Starting at the beginning of the records and ending with the line that contains "[1096,635,1200,746]", rewrite only those lines, requests included, with each bounding-box coordinate in the answers multiplied by 1.9. Round the results to whole numbers, with halves rounded up.
____ Records provided
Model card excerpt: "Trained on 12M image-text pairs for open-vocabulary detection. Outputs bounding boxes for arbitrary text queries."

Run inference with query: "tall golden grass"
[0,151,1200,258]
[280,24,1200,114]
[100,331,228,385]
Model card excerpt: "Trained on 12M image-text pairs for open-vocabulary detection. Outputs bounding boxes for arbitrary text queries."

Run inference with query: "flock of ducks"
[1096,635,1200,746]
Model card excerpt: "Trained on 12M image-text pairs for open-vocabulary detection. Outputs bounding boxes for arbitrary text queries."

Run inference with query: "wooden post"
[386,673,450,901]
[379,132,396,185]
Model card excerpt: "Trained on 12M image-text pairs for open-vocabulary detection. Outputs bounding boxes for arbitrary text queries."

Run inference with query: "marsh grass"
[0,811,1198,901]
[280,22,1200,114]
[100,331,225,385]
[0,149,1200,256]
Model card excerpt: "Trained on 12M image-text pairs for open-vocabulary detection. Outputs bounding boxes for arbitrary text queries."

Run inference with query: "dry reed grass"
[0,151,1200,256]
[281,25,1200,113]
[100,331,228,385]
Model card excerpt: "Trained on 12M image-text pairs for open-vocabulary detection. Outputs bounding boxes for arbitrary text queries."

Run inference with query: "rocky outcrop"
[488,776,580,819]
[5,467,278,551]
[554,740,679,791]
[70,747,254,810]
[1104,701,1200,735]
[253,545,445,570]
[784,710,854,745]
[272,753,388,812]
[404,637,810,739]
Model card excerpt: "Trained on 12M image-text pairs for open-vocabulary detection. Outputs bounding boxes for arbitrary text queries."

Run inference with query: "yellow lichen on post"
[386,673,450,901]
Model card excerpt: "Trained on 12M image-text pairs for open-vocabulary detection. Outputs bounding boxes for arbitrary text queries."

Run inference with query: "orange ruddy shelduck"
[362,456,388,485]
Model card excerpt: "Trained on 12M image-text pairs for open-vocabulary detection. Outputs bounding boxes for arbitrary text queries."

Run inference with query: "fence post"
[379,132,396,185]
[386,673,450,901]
________
Task solution:
Model card excerpt: "Trained on 12M image-text pairs for open-vocabulary detection. Outputs bounding boxes for arbitrary text queries."

Run inference with query: "tall golden grass"
[0,287,2280,490]
[532,46,2280,217]
[190,629,433,732]
Model card excerpt: "Trained on 12M image-text pairs for open-vocabulary detection. Outputs bounding boxes for arbitrary text queries."

Run inference with query: "flock of ducks"
[2082,1207,2280,1417]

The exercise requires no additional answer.